**Vorgegebener Textauszug:**
################

Zschäpes starkes Tatinteresse rechtfertigt Annahme von Mittäterschaft

Besonders schwer wiege, dass Zschäpes Tatinteresses nicht hinter demjenigen von Böhnhardt und Mundlos zurückgestanden habe. Dem starken Interesse an der Durchführung und dem Gelingen der Taten komme entscheidende Bedeutung für die Mittäterschaft zu, weil es sich mit den übergeordneten gemeinsamen Zielen aller dem "NSU" zugehörigen Personen gedeckt habe. Zwar führe die Zugehörigkeit zu einer terroristischen Vereinigung für sich gesehen nicht zur Zurechnung der Tat an das einzelne Mitglied. Ein weltanschaulich-ideologisches, religiöses oder politisches Ziel der Tatbegehung könne jedoch sowohl den Charakter eines hierauf gerichteten Personenzusammenschlusses bestimmen als auch erhebliche Bedeutung für die Qualifizierung der Tatbeteiligung als Täterschaft anstelle Teilnahme haben.

Mündliche Verhandlung in Verfahren gegen André E.

################

**Vorgegebene Datensätze:**
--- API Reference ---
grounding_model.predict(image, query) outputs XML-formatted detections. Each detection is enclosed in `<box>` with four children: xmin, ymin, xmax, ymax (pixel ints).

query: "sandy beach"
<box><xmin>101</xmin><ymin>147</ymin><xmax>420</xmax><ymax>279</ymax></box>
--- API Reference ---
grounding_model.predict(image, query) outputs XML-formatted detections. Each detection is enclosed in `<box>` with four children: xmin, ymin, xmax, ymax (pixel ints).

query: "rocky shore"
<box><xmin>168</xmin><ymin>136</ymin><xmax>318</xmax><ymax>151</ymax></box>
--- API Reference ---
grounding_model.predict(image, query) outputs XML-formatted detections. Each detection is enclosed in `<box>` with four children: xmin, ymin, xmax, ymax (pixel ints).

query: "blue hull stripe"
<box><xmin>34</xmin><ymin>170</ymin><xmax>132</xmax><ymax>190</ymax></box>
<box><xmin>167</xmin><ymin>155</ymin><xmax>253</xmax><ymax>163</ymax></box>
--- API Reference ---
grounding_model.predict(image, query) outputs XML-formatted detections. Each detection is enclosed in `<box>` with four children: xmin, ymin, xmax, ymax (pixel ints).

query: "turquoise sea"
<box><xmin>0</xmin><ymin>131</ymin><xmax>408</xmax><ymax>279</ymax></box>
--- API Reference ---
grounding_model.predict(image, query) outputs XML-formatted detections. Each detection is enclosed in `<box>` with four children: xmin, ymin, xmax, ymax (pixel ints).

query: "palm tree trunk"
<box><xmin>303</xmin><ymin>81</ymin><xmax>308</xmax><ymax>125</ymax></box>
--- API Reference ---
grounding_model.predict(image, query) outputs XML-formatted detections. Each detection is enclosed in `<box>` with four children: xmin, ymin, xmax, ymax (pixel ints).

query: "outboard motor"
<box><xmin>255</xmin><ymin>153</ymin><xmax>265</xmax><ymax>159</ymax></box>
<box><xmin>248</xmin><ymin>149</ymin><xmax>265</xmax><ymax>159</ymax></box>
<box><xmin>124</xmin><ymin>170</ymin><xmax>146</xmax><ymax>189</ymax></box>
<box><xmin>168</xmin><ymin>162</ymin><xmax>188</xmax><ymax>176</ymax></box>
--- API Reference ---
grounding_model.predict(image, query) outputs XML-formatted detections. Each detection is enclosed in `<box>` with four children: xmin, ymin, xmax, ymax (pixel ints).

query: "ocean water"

################

**Aufgabenstellung:**
(1) Erkläre in ein bis drei Sätzen, warum dem starken Interesse an der Durchführung und dem Gelingen der Taten laut dem Textauszug entscheidende Bedeutung für die Mittäterschaft zukommt.
(2) Zähle alle Arten von Zielen der Tatbegehung auf, die der Textauszug nennt.
Die Datensätze haben mit dem Textauszug nichts zu tun.

**Lösungen:**
(1) Dieses Interesse deckte sich mit den übergeordneten gemeinsamen Zielen aller Personen, die dem „NSU“ angehörten. Deshalb ist es für die Mittäterschaft entscheidend.

(2) weltanschaulich-ideologisch, religiös, politisch